The following data has a line with "Q: In the photo above, point to the white ceramic" and a line with "Q: In the photo above, point to the framed". Write out exactly those lines and all the lines between them.

___

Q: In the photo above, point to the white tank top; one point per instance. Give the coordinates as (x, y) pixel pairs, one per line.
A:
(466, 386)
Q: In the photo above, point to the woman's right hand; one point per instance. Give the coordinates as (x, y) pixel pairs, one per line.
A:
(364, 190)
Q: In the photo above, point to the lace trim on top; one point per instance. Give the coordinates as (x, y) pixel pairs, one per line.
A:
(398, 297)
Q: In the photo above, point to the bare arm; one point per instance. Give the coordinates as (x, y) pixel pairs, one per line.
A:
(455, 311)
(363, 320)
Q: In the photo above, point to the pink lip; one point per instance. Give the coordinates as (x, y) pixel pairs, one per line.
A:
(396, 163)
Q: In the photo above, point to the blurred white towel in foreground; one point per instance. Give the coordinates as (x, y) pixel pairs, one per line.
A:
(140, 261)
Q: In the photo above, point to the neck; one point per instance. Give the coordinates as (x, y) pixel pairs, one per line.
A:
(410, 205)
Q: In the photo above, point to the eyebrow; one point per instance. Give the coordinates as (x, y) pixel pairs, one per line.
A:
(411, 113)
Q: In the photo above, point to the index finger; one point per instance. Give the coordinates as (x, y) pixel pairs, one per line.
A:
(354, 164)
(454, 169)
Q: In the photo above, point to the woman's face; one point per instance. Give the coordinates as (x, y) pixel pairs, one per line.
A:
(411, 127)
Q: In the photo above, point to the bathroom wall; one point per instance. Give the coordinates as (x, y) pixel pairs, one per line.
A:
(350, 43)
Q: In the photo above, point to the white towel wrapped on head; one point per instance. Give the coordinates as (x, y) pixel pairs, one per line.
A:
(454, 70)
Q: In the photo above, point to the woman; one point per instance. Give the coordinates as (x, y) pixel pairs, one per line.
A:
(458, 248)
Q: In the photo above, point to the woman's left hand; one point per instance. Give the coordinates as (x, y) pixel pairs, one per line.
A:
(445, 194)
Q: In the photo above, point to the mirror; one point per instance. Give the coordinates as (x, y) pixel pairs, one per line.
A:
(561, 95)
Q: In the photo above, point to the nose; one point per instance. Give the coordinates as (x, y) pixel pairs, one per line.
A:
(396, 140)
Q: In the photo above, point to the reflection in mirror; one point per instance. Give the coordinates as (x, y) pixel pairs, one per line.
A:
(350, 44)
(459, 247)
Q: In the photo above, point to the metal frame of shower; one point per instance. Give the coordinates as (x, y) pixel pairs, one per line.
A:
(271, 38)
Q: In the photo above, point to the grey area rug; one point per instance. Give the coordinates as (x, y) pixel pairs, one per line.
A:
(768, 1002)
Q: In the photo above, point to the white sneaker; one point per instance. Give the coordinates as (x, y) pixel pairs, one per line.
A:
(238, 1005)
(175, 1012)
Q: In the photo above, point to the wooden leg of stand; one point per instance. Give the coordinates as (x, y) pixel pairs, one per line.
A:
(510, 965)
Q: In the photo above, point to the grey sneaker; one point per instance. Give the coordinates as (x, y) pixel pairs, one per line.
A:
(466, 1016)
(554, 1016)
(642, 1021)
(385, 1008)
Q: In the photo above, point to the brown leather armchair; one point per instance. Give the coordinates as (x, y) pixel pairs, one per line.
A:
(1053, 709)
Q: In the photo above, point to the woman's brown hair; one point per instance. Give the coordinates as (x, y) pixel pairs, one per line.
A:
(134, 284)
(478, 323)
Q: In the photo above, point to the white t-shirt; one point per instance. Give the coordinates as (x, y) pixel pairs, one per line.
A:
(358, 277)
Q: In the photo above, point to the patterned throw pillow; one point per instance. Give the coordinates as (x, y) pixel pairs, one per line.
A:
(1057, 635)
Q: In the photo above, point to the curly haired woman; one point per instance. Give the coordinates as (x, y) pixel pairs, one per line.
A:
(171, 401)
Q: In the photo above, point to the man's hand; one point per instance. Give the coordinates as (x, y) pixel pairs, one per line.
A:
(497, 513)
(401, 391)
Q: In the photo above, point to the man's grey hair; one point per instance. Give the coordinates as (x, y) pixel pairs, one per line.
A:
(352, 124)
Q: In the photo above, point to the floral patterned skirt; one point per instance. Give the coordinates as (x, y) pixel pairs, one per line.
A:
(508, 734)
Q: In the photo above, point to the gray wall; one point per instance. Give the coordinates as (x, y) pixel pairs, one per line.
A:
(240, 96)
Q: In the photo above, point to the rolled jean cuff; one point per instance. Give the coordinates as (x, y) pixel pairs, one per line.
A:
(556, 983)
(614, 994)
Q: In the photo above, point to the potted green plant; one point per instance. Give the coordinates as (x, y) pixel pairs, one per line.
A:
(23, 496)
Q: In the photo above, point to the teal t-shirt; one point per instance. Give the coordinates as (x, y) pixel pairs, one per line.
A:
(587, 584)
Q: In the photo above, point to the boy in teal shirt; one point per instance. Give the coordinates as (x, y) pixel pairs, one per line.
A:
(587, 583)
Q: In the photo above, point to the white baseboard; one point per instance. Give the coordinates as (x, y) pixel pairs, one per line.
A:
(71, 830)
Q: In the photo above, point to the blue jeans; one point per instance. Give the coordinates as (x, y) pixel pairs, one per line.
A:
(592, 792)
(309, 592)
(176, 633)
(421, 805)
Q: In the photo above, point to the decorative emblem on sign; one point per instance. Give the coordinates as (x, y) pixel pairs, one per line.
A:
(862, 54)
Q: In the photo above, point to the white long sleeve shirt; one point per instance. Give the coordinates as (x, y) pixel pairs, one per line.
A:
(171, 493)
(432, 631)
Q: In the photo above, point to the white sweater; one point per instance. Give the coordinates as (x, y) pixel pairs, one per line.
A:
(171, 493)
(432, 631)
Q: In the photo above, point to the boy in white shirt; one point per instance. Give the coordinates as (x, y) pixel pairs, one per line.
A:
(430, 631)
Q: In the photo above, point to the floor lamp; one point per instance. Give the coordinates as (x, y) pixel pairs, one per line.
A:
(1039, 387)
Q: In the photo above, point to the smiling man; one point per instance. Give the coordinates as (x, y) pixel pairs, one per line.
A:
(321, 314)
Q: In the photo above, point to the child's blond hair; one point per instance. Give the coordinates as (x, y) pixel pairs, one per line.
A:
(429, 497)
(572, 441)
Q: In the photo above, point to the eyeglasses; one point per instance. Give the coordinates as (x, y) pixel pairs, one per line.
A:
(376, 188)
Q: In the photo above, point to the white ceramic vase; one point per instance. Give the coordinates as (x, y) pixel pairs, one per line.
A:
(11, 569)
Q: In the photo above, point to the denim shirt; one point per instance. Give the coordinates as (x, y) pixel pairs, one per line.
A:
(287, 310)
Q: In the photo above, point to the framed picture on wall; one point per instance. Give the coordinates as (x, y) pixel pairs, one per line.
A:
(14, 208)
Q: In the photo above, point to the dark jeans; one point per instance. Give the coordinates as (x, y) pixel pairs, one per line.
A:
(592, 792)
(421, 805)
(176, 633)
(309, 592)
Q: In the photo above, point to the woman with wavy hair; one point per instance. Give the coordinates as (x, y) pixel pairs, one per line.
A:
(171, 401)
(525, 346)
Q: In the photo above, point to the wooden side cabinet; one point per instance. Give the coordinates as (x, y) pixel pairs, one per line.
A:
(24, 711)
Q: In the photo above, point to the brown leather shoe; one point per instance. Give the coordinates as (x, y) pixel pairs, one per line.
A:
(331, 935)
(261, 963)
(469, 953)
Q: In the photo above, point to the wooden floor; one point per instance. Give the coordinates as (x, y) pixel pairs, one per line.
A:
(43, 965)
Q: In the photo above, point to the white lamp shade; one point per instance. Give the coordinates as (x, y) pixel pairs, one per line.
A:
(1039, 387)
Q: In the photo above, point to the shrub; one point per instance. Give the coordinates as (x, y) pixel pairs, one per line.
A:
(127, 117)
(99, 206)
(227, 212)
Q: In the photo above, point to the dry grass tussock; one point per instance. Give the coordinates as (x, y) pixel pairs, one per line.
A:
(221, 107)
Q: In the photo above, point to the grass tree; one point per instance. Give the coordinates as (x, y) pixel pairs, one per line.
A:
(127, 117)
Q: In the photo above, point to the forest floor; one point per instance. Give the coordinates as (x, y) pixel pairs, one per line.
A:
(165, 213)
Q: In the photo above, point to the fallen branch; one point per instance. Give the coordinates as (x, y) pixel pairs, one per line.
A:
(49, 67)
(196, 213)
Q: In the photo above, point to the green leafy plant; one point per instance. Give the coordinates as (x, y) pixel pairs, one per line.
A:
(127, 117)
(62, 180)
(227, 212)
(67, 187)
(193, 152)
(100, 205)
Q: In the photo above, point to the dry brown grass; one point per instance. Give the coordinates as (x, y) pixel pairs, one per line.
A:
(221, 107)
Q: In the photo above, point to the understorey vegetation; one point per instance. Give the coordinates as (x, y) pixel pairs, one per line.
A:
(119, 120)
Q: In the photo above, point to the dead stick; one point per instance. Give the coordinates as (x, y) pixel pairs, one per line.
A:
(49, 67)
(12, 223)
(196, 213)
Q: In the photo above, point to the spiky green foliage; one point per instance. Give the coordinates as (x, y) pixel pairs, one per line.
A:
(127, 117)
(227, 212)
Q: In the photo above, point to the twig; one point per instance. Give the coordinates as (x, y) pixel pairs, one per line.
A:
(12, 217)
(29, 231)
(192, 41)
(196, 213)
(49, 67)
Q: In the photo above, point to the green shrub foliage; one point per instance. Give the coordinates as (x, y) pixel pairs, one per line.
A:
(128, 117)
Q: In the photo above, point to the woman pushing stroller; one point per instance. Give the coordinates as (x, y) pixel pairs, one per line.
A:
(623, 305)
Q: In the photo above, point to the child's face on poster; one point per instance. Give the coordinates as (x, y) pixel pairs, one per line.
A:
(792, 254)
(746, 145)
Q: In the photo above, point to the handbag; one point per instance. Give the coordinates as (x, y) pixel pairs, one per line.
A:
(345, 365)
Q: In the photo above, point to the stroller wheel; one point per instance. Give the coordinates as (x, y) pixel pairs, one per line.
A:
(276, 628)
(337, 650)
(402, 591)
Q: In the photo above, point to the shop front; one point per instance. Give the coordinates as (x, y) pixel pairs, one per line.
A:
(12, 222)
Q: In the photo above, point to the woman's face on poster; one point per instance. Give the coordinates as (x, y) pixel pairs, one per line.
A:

___

▸ ANSWER FOR THE TASK:
Q: In the photo above, point to the white ceramic vase; one point per instance. Give the coordinates as (x, y) pixel pairs, one per line.
A:
(11, 569)
Q: In the photo above, point to the denim shirt; one point per instance. Give the coordinates as (x, y) pixel pairs, one per line.
A:
(287, 310)
Q: In the photo above, point to the framed picture on wall; one point per instance. Give the coordinates as (x, y) pixel pairs, one per line.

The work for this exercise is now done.